● TAREFAS A REALIZAR:
- A) Segundo o texto sobre a Assunção de Nossa Senhora, em que data o Papa Pio XII proclamou solenemente o dogma da Assunção?
- B) Liste todas as datas e todos os períodos escritos com números no texto sobre a Assunção de Nossa Senhora.
- C) Reproduza o trecho do texto sobre a Assunção de Nossa Senhora que vai de "Ela, por um privilégio todo singular venceu o pecado." a "(MS, p. 267).".
--- TEXTO APRESENTADO ---
Assunção de Nossa Senhora ao céu


Ela, por um privilégio todo singular venceu o pecado.

A Sagrada Tradição da Igreja ensina que Nossa Senhora foi elevada ao céu de corpo e alma, após sua morte. No entanto, as particularidades da “morte” da Virgem Maria  não são conhecidas. Santo Epifânio, bispo de Salamina de Chipre, compôs, nos anos de 374-377, o livro sobre as heresias, no qual escreve:
“Ou a santa Virgem morreu e foi sepultada e seguiu-se depois sua Assunção na glória, ou sem fim verificou-se em plena e ilibada pureza, adornando a coroa de sua virgindade...” (MS, p. 267).





O Dogma da Assunção da Virgem Santíssima foi proclamado, solenemente, pelo Papa Pio XII no dia 1º de novembro de 1950 e sua festa é celebrada no dia 15 de agosto. Grande júbilo e alegria pairou sobre todo o mundo católico naquela data, especialmente para os filhos de Maria. Quando o Papa o decretou por meio da Constituição Apostólica“Munificientissimus Deus” foi uma verdadeira apoteose, tanto na Praça de São Pedro em Roma, como nas outras cidades do mundo católico. Nesse documento disse o Papa: “Cristo, com Sua morte, venceu o pecado e a morte e sobre esta e sobre aquele alcançará também vitória pelos merecimentos de Cristo quem for regenerado sobrenaturalmente pelo batismo. Mas por lei natural Deus não quer conceder aos justos o completo efeito dessa vitória sobre a morte, senão quando chegar o fim dos tempos. Por isso os corpos dos justos se dissolvem depois da morte, e somente no último dia tornarão a unir-se, cada um com sua própria alma gloriosa. Mas desta lei geral Deus quis excetuar a Bem-Aventurada Virgem Maria. Ela, por um privilégio todo singular venceu o pecado; por sua Imaculada Conceição, não estando por isso sujeita à lei natural de ficar na corrupção do sepulcro, não foi preciso que esperasse até o fim do mundo para obter a ressurreição do corpo”.
--- LINHAS DE DADOS ---
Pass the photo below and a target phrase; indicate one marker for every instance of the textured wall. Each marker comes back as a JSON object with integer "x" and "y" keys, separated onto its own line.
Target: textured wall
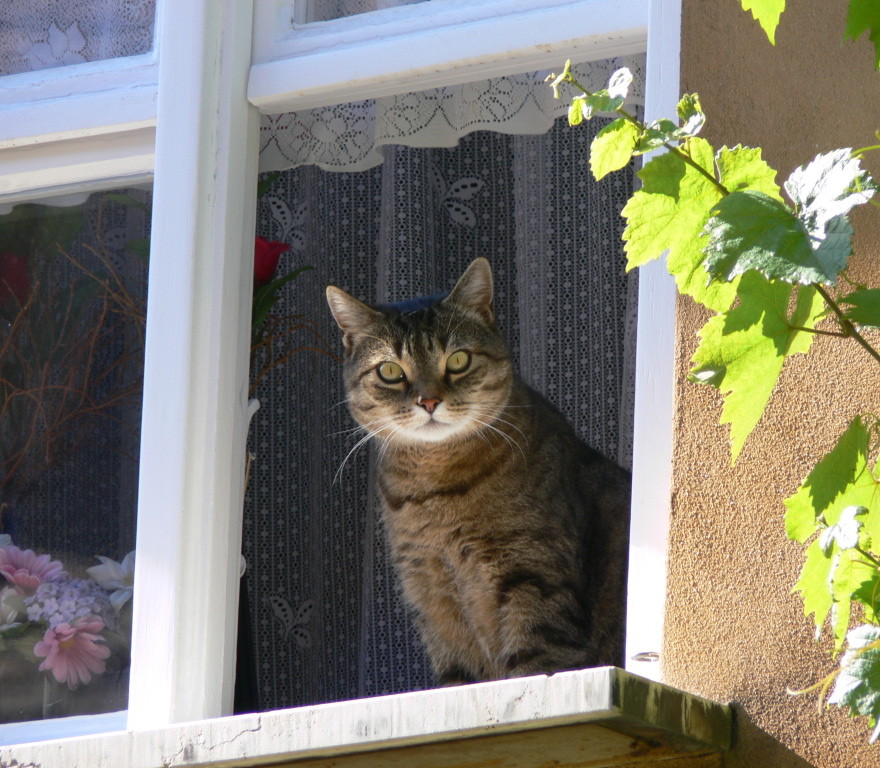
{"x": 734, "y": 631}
---
--- LINHAS DE DADOS ---
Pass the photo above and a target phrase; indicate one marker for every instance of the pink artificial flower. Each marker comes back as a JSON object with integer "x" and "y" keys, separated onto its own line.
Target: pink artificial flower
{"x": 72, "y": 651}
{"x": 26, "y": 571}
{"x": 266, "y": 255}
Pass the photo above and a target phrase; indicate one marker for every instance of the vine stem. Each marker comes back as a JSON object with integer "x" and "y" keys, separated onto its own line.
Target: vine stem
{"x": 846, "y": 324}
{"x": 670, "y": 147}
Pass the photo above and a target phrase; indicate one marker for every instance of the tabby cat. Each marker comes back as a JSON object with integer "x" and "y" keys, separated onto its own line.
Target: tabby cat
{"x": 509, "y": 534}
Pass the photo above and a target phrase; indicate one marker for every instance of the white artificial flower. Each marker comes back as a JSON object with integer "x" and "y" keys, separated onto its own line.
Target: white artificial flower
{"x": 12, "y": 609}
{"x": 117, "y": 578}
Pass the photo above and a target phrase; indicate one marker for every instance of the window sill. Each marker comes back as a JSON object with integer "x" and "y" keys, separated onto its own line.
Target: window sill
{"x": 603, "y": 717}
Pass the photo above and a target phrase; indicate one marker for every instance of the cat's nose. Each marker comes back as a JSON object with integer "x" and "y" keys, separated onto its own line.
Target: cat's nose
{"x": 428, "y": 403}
---
--- LINHAS DE DADOS ---
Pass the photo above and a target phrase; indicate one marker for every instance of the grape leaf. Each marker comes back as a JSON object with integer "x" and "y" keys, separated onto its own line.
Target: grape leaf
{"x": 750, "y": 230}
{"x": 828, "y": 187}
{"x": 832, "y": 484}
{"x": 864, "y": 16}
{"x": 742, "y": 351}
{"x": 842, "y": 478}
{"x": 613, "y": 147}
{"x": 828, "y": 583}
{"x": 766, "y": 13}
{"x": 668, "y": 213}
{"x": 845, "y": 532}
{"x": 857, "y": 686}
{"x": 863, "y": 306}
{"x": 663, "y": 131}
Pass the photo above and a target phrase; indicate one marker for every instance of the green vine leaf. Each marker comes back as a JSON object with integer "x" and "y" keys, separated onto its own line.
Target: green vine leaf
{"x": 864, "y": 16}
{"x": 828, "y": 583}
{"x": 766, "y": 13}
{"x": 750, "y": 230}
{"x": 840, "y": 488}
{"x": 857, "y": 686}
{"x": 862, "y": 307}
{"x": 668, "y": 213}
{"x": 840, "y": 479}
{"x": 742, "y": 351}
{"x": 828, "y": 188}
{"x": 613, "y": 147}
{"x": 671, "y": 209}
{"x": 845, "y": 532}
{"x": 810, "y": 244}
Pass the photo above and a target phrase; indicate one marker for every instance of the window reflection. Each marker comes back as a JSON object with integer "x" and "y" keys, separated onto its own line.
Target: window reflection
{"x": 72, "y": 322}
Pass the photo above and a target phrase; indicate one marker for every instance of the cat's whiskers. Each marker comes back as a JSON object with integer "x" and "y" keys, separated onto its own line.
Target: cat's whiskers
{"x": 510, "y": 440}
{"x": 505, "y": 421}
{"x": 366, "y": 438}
---
● RESPOSTAS:
- A) No dia 1º de novembro de 1950.

- B)
- 374-377
- 1º de novembro de 1950
- 15 de agosto

- C)
Ela, por um privilégio todo singular venceu o pecado.

A Sagrada Tradição da Igreja ensina que Nossa Senhora foi elevada ao céu de corpo e alma, após sua morte. No entanto, as particularidades da “morte” da Virgem Maria  não são conhecidas. Santo Epifânio, bispo de Salamina de Chipre, compôs, nos anos de 374-377, o livro sobre as heresias, no qual escreve:
“Ou a santa Virgem morreu e foi sepultada e seguiu-se depois sua Assunção na glória, ou sem fim verificou-se em plena e ilibada pureza, adornando a coroa de sua virgindade...” (MS, p. 267).